- **Texto fornecido**:

################

O mês de junho de 2026 trouxe uma leve trégua para os consumidores da Região Metropolitana do Recife, com os preços apresentando uma variação negativa no Índice Nacional de Preços ao Consumidor Amplo (IPCA). De acordo com os dados do Instituto Brasileiro de Geografia e Estatística (IBGE), o índice registrou uma queda de 0,04%, interrompendo uma sequência de aumentos que vinha desde dezembro do ano anterior. No entanto, a inflação acumulada no primeiro semestre atingiu 3,91%, indicando que as pressões sobre o orçamento continuam a ser uma preocupação significativa.
A redução pontual nos preços foi impulsionada, principalmente, pela queda nos custos de setores relevantes. O grupo de transportes, que representa cerca de 20% do peso total do IPCA, foi o principal responsável pela baixa, com uma retração de 0,54%. Apesar desse recuo, o segmento ainda acumula uma alta expressiva de 4,31% desde o início de 2026.
Outro fator que contribuiu para a diminuição no índice foi a categoria de alimentação e bebidas, que apresentou uma queda de 0,20%. Sendo uma das principais despesas das famílias recifenses, a redução nos preços dos alimentos atuou como um importante fator de contenção da inflação, mesmo com um aumento acumulado de 4,42% no ano.
Entretanto, alguns setores continuaram a apresentar aumentos, o que impediu uma queda mais significativa no índice total. As despesas pessoais lideraram as altas mensais, com um aumento de 0,76%, seguidas pela comunicação, que registrou uma elevação de 0,46%. O IBGE observou que os preços de comunicação têm subido continuamente desde abril, acumulando um aumento de 2,46% em 2026, o que impacta o poder de compra da população local, apesar de sua menor participação no cálculo geral do índice.

################

- **Dados fornecidos**:
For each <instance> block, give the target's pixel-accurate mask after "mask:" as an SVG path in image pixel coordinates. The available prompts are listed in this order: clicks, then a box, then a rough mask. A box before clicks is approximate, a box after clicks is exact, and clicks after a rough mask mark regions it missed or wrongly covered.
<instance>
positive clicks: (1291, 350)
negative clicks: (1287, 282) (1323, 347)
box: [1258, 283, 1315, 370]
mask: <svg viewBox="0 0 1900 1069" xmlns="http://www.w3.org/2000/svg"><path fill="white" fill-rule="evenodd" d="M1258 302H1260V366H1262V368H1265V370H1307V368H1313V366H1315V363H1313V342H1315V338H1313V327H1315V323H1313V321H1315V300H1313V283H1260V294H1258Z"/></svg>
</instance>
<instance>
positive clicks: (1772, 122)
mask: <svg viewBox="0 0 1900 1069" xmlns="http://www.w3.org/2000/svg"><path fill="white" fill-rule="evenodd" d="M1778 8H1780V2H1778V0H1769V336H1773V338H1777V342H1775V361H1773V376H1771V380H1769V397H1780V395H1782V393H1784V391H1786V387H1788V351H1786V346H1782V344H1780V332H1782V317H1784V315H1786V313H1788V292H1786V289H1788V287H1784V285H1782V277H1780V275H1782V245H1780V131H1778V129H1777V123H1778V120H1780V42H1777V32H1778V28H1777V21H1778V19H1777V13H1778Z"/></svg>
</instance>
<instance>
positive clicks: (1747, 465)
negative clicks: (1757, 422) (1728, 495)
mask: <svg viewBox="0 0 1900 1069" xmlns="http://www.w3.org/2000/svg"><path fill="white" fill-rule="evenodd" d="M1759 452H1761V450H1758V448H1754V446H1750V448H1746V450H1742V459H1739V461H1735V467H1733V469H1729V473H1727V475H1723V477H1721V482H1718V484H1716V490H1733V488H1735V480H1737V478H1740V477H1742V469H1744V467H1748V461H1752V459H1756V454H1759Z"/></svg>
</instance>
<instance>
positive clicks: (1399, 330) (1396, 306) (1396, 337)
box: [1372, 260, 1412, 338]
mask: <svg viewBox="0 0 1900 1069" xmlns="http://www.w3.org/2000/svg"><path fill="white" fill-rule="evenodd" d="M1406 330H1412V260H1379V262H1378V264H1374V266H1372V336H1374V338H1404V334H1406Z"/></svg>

################

- **Tarefa A**: Transcreva do texto sobre a inflação no Recife tudo o que vai de "A redução pontual" até "início de 2026.".
- **Tarefa B**: Segundo o texto sobre a inflação no Recife, de quanto foi a retração do grupo de transportes em junho de 2026?
- **Tarefa C**: Diga se cada afirmação concorda com o texto sobre a inflação no Recife, respondendo sim ou não e citando as palavras do texto que decidem: (i) O IPCA da Região Metropolitana do Recife caiu 0,04% em junho de 2026. (ii) A inflação acumulada no primeiro semestre foi de 4,31%. (iii) Os preços de comunicação vêm subindo desde março.
Os registros vêm de outra fonte, distinta do texto.

- **Resposta da tarefa A**:
A redução pontual nos preços foi impulsionada, principalmente, pela queda nos custos de setores relevantes. O grupo de transportes, que representa cerca de 20% do peso total do IPCA, foi o principal responsável pela baixa, com uma retração de 0,54%. Apesar desse recuo, o segmento ainda acumula uma alta expressiva de 4,31% desde o início de 2026.

- **Resposta da tarefa B**: A retração do grupo de transportes foi de 0,54%.

- **Resposta da tarefa C**:
(i) Sim: "o índice registrou uma queda de 0,04%".
(ii) Não: "a inflação acumulada no primeiro semestre atingiu 3,91%".
(iii) Não: "os preços de comunicação têm subido continuamente desde abril".